[start of Entries supplied]

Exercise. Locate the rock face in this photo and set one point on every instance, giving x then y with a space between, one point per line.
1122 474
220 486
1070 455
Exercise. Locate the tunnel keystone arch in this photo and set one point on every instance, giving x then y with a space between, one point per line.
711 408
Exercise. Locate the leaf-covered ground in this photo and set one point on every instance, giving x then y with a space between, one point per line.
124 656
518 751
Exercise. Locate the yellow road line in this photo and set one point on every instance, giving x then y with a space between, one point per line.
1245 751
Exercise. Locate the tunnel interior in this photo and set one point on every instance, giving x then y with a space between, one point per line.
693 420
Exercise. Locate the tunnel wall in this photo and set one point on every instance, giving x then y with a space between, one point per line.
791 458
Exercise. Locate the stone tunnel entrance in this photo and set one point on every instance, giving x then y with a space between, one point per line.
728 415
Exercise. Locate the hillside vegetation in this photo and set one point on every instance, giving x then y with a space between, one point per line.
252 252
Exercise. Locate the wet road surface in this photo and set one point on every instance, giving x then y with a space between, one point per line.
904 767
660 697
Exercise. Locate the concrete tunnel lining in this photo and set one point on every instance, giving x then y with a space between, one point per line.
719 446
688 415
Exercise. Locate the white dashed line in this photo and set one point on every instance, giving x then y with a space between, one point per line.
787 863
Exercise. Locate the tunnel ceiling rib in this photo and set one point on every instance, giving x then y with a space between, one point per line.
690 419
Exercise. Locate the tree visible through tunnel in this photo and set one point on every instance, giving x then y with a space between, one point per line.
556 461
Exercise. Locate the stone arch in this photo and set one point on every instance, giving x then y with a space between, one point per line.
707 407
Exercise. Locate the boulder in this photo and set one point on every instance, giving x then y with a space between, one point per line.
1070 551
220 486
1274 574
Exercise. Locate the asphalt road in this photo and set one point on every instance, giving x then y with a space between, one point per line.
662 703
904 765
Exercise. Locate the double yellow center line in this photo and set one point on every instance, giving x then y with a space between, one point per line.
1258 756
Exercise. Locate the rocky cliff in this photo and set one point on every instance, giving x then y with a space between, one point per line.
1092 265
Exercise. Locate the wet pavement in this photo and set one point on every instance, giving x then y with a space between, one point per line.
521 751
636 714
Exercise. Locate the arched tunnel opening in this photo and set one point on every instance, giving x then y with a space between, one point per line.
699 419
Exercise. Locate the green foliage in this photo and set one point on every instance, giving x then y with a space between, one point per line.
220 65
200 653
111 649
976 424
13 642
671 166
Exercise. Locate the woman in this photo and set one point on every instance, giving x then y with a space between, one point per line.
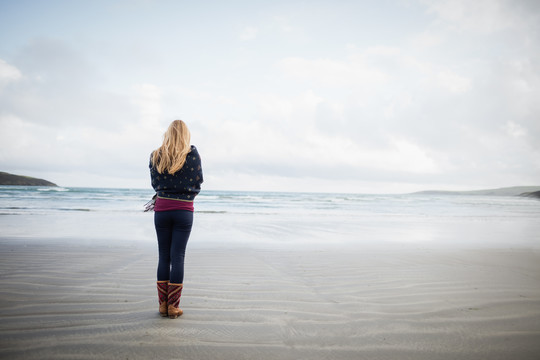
175 169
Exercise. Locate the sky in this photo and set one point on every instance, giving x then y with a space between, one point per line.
387 96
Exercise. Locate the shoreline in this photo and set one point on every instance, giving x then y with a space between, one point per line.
66 299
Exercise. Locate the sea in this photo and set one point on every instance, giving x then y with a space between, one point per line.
274 219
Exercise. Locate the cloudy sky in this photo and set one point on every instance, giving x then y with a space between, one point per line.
335 96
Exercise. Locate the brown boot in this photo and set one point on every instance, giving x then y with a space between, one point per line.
175 291
163 290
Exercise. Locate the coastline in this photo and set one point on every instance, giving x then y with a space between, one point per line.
65 299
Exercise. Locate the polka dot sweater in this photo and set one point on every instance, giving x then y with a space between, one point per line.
185 184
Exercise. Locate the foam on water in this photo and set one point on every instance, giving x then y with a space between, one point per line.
276 217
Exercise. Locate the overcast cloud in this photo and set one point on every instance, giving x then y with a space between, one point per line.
337 96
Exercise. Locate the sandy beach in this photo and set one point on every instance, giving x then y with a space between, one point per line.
63 299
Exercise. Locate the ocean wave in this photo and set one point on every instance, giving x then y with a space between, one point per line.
59 189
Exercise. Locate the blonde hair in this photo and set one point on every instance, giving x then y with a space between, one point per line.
171 155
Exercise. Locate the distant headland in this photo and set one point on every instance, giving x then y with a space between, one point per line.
10 179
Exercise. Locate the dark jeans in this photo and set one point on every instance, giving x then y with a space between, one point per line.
172 229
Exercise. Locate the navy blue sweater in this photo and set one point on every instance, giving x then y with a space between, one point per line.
184 184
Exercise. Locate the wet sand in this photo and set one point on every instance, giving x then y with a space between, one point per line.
65 299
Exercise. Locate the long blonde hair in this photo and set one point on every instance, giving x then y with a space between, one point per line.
171 155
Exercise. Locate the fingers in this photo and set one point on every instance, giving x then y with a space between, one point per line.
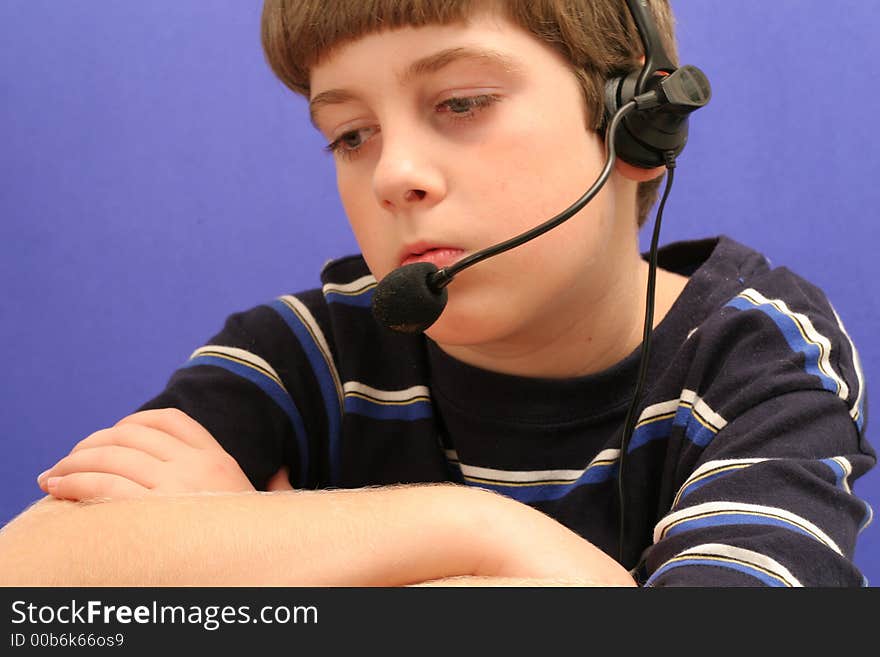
132 464
150 441
85 486
174 422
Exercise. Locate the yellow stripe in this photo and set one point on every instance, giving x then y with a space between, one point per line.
713 514
708 473
656 418
546 482
822 353
543 482
326 356
257 368
713 557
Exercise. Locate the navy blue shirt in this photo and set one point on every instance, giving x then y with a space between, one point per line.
751 425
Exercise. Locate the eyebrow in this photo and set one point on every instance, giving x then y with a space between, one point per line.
420 67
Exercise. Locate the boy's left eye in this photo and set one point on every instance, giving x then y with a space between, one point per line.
465 108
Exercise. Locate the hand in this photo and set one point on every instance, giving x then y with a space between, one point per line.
152 452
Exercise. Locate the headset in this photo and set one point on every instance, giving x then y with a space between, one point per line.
646 125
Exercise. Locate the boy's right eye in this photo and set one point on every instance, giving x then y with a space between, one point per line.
455 109
349 142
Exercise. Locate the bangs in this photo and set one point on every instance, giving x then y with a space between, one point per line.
298 34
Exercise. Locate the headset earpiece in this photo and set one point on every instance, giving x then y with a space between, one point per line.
653 137
645 136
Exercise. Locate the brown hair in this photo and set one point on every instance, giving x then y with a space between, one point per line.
597 37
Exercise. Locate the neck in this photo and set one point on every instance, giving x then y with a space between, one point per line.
588 331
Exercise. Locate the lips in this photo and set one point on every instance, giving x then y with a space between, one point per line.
439 256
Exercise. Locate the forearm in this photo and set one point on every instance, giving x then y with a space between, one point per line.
387 536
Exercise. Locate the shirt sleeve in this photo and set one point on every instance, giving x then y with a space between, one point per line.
252 387
771 502
766 496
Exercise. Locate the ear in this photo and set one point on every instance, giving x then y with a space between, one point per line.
637 173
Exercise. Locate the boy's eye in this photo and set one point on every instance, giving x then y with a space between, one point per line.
349 143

[end of Entries supplied]

Reproduce the data verbatim. Do not carry any picture into the copy.

● Output of the task
Exercise. Locate the rock face in this photo and set one point on every instance, giving x then y with a space between, one point per line.
1122 474
220 486
1070 455
Exercise. Locate the tunnel keystone arch in this photo and set one point on every instance, giving x then y with a space between, one point per line.
711 408
Exercise. Locate the leaf-covered ground in this photo and set one point on every instance, giving x then y with a space between, one point per line.
124 656
518 751
Exercise. Locate the yellow road line in this photo and set one point on every instance, giving x then y with a space between, one point per line.
1245 751
Exercise. Locate the tunnel interior in this photo and set one point on every instance, giving x then y with a space between, one point per line.
693 420
Exercise. Locate the tunnel wall in this photo and set one point on every instance, giving x then y with a space between, one point per line.
791 458
Exercise. Locate the stone tunnel entrance in this photo and set one point on every instance, giving x then y with a space between, one point per line.
728 415
Exercise. Locate the hillside vegetation in this photo and set one point on every instance, giving x then y with a space between, one point per line.
252 252
Exercise. Locate the wet road surface in this photo and set one point on every instance, giving x then y with a space between, one point per line.
904 767
660 697
Exercise. Locate the concrete tunnel lining in this photo and set one point on every instance, giving x then y with a space between, one point per line.
719 446
688 415
Exercise. Locate the white dashed line in this photo and set one point on every instance, giving x then y with a space between, one point per line.
787 863
Exercise. Locate the tunnel ceiling rib in this photo and set one point on every instance, giving x then y with a space between, one point per line.
690 419
Exercise. Locate the tree visible through tunnel in this photo and set one point on every instance, giving x then y with a space between, one point per line.
556 461
Exercise. Locate the stone arch in this photo and set one point on every instance, giving x then y with a space between, one point per line.
707 407
Exercise. Locate the boulder in this photo and set one point on every instance, giving x then y with a space between, one point per line.
1070 551
220 486
1274 574
Exercise. Locate the asphalt road in this photo and set one point on every instance, giving x then y with a space between, one point per line.
662 703
904 765
Exercise. Locate the double yellow center line in this photo and set one point on every instance, giving x then y with a space between, one point per line.
1258 756
Exercise. Locate the rocky cliff in this photo and set one point on every instance, giving x then y with a space between, one point per line.
1092 265
Exercise. Locate the wet pavement in this photo and set one point on every instance, giving x then y with a space between, one point per line.
521 751
636 714
Exercise. Locate the arched tunnel opening in this photo and set one point on every instance, giving x then y with a space between, one point per line.
699 419
Exercise. Locate the green foliage in this photo and set one point on every instance, giving x then y with a space between, one point per line.
220 65
200 653
111 649
976 424
13 642
671 166
Exercise. Locate the woman in this photo and set one point on every instance, giving x then y with a space between, one point per line.
175 169
Exercise. Locate the sky in this photo and set one point on every instance, giving x then y with a space between, one point per line.
387 96
Exercise. Locate the shoreline in this photo and set one point on every instance, giving x then y with a space between, one point per line.
66 299
Exercise. Locate the sea in this photo and set one point on every instance, giving x then y with a space between, one point per line.
274 219
Exercise. Locate the cloudy sky in this photo and set one point on every instance, giving x then y with a space between, one point per line.
335 96
Exercise. Locate the brown boot in this photo and set one point on every instance, giving x then y with a space between, one point per line.
175 291
163 290
Exercise. Locate the coastline in this photo and set one point on every instance, giving x then y with a space between, one point per line.
65 299
Exercise. Locate the polka dot sweater in this photo and set one point on every instance, giving x then y with a space between, one point per line.
185 184
Exercise. Locate the foam on water in this photo and set one point on every instance, giving x then y with a space between, one point per line.
276 217
Exercise. Locate the overcast cloud in this photo and set one point on every instance, giving x then y with a space between, one point per line.
337 96
Exercise. Locate the sandy beach in this photo and set one point on every instance, giving x then y with a space between, one point per line.
63 299
Exercise. Locate the ocean wave in this photo and set one point on every instance, giving x then y with a space between, one point per line.
59 189
Exercise. Locate the blonde hair in this photo and set one point on every instance, giving x then y with a space between, one point per line.
171 155
Exercise. Locate the distant headland in this photo and set one point on every instance, giving x then y with a space between, one point per line.
10 179
Exercise. Locate the dark jeans in this photo and set one point on every instance, giving x then y with a space between, one point per line.
172 229
Exercise. Locate the navy blue sweater in this photo and set one point on every instance, giving x then y with a space between, one point per line.
184 184
Exercise. Locate the wet sand in this photo and set one point on every instance, giving x then y with a space between, one point per line.
65 299
Exercise. Locate the long blonde hair in this photo and set one point on every instance, giving x then y with a space between, one point per line.
171 155
Exercise. Locate the fingers in this photo and set one point on every instance, giving x then y with a space between, one point per line.
132 464
150 441
85 486
174 422
Exercise. Locate the yellow stripe in this photo and set one point on every instance, giving x then y with a space between, one point per line.
713 514
708 473
656 418
546 482
822 353
543 482
326 356
257 368
713 557
Exercise. Locate the navy blue shirt in this photo and set one point on every instance, giving x then y with a space between, one point per line.
751 425
Exercise. Locate the eyebrow in this photo and set one point on every instance, giving x then y with a space between, one point per line.
420 67
Exercise. Locate the boy's left eye in this photo and set one point on every instance, giving x then y with a space between, one point per line.
465 108
Exercise. Locate the hand in this photo and set one point on every instance, giving x then y with a space between, one point per line.
152 452
Exercise. Locate the headset in this photo and set one point on every instance, giving x then y with a space between, one point per line.
646 125
Exercise. Locate the boy's right eye in this photo and set one point on every instance, giving x then y with a space between, one point per line.
455 109
349 142
Exercise. Locate the bangs in this photo and set one point on every instance, giving x then y with a space between, one point per line.
298 34
Exercise. Locate the headset earpiece in this photo and set one point on every instance, giving x then y with a space between, one point per line.
653 137
645 136
Exercise. Locate the brown hair in this photo and set one point on every instance, giving x then y with a space between, one point per line.
597 37
Exercise. Locate the neck in this photo and set one point on every instance, giving x then y with a space between, one point per line.
588 331
Exercise. Locate the lips in this photo and set one point on every instance, giving x then y with a space between, one point per line.
439 256
Exercise. Locate the forearm in this photo and set one point on every instance, giving x then y with a space between, one point per line.
387 536
Exercise. Locate the shirt sleeve in this photo and set one point on every instance, giving x then y with a space between, one point per line.
252 387
771 502
766 496
Exercise. Locate the ear in this photo and set one point on every instance, giving x then y with a space between, one point per line.
637 173
Exercise. Locate the boy's eye in this photo and set one point on every instance, giving x then y with a space between, one point per line.
349 143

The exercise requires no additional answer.